(begin)
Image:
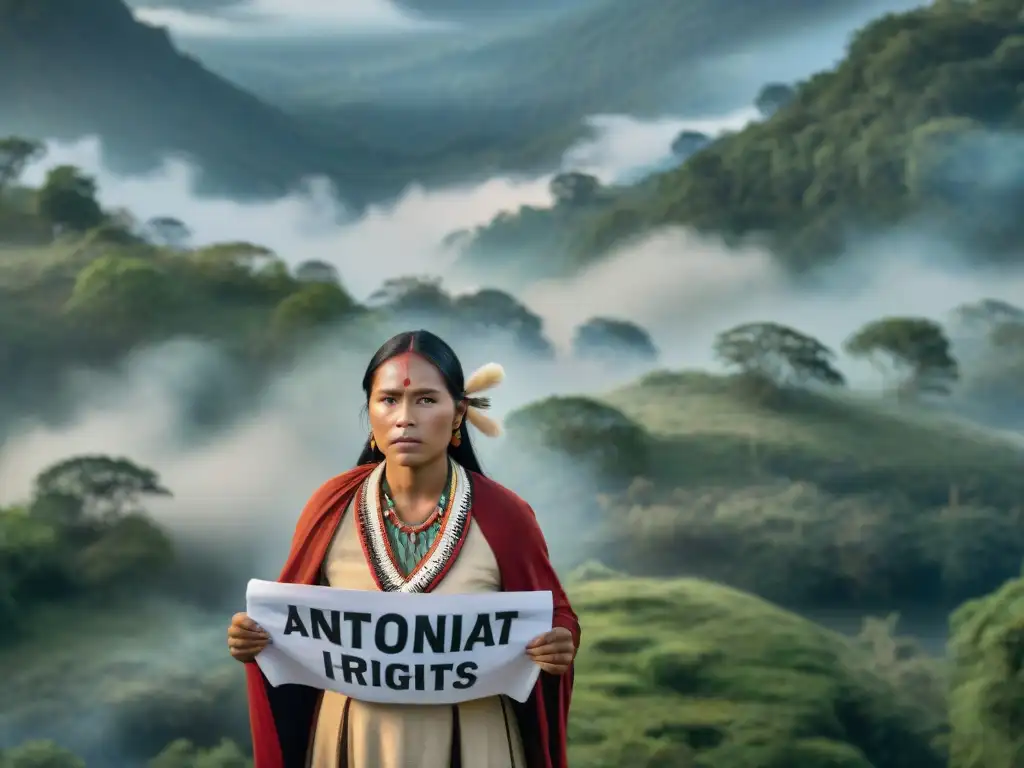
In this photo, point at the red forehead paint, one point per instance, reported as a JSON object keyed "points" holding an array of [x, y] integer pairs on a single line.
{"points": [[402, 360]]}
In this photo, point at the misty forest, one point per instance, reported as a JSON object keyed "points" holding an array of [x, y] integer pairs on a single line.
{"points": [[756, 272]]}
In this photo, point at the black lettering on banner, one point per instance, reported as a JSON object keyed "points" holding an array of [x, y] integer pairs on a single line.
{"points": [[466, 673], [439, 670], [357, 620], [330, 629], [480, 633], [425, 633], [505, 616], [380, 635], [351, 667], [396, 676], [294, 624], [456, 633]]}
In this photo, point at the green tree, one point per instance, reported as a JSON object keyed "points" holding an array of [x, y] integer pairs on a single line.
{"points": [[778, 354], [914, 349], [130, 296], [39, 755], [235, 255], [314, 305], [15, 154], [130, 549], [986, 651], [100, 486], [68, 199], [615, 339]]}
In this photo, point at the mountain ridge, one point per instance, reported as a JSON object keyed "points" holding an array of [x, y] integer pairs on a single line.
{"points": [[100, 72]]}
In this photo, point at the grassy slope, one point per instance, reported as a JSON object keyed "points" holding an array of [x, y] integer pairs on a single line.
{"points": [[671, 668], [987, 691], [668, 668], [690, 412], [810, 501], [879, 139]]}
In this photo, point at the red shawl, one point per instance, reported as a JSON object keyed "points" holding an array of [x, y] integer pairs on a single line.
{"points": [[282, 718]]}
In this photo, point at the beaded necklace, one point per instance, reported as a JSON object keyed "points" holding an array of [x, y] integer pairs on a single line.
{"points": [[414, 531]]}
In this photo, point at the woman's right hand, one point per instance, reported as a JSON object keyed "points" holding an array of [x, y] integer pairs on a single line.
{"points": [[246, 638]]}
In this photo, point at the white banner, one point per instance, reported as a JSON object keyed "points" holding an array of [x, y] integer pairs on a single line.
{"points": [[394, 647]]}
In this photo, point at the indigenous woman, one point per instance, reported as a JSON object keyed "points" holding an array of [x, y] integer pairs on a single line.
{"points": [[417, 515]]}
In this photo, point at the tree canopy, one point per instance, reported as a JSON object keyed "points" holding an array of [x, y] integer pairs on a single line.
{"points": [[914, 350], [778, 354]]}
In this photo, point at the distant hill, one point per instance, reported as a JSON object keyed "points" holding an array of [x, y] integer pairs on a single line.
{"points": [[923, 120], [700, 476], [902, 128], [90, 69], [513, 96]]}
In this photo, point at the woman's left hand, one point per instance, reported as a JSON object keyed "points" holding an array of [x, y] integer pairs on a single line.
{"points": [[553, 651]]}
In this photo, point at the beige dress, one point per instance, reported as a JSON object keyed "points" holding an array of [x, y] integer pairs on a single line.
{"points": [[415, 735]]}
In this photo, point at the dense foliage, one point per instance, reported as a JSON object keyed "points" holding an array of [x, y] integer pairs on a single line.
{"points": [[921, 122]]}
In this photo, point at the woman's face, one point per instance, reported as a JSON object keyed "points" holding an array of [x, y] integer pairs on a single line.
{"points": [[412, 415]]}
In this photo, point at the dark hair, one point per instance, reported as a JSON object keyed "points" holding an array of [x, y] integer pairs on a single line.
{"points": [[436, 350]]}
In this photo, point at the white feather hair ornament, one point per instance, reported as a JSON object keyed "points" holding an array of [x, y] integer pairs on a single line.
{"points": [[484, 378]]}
(end)
§ TASK STATEMENT: Using the material above, set down every line exactly, but skip the pictures.

§ TASK RESULT:
Image:
In this photo, point at the red forehead paint, one point per instance, reported as a JSON object keyed "points" holding an array of [x, y] integer pairs on a single line.
{"points": [[402, 360]]}
In this photo, point at the misty forest, one point per instance, reported as a JSON object keyed "points" holding an array of [x, y] integer pairs on a single line.
{"points": [[756, 272]]}
In this photo, point at the black lettering on banner, one point per instance, reported as a JSON object keyed "points" holding an array of [x, y] integer pairs on a single line.
{"points": [[466, 673], [439, 670], [357, 620], [330, 629], [480, 633], [425, 633], [505, 616], [380, 635], [351, 667], [396, 676], [294, 624], [456, 633]]}
In this photo, point at the green tree, one point per instance, reported as a JSON object keyed "points" holding an array of [x, y] integer pairs on a single line.
{"points": [[778, 354], [914, 349], [130, 296], [39, 755], [235, 255], [314, 305], [15, 154], [130, 549], [986, 651], [100, 486], [68, 199], [615, 339]]}
In this photo, point at the mountain ridge, one point per instance, reported as a JSON object keyed "points" holding an array of [x, y] integer pairs on a single line.
{"points": [[100, 72]]}
In this photo, point at the grassy slope, one point per instance, reported as a JSON object keyed "points" holding an array of [x, y] integer pairs on a single line.
{"points": [[671, 668], [987, 691], [668, 668], [690, 412], [810, 501], [879, 139]]}
In this photo, point at the red shawl, one point per instance, reported as a JSON object keyed "points" holding an array of [x, y] integer pairs on a single line.
{"points": [[282, 718]]}
In this photo, point at the beaded necklace, one point per instance, reported as a JSON object keyed "points" holding an array of [x, y] integer pairs on a single line.
{"points": [[414, 531]]}
In this photo, point at the woman's right hand, one point per instance, reported as a JSON object keyed "points" holding an array of [x, y] integer pairs on a single line.
{"points": [[246, 638]]}
In this photo, point at the white banner, one point per instance, reported as a JSON object keyed "points" holding an array of [x, y] integer pairs on a single line.
{"points": [[394, 647]]}
In this photo, point at the indigenous woman, one point per instance, reported as a JSON object keyed "points" holding an array of [x, y] integer pairs on a single line.
{"points": [[417, 515]]}
In this photo, point at the tree canopy, one point per instance, reported as a JSON object keyed "points" holding an array of [x, y] integer pairs on a single line.
{"points": [[914, 350], [778, 354]]}
In this photo, point at the distant hill, one point per instance, reported as a JSON object keyed "points" holding an array of [x, y] integer pairs on a single line.
{"points": [[923, 120], [700, 476], [902, 128], [90, 69], [513, 96]]}
In this photo, point at the woman's left hand, one point per instance, reported as a JSON object keyed "points" holding an array of [x, y] integer pairs on a single line.
{"points": [[553, 651]]}
In this photo, point at the beige dress, one point per instance, reported as a JSON object keyed "points" holding an array of [x, y] integer pairs on a single line.
{"points": [[415, 735]]}
In this photo, point at the dense foliage, one point per instance, reported as a JSON object keyed "points" holding an array of [x, y] integer pairs on a single line.
{"points": [[921, 122]]}
In this photo, point at the woman's face, one point per instance, reported as a JSON object keyed "points" holding an array of [x, y] integer pairs on a single line.
{"points": [[412, 415]]}
In this photo, point at the dark hair, one point per instance, reported as a JSON object keyed "points" holding an array of [x, y] integer pairs on a single line.
{"points": [[436, 350]]}
In this photo, point at the white feather hair ornament, one point per instance, reported as a JSON object keyed "points" holding an array of [x, y] integer pairs on a single line.
{"points": [[484, 378]]}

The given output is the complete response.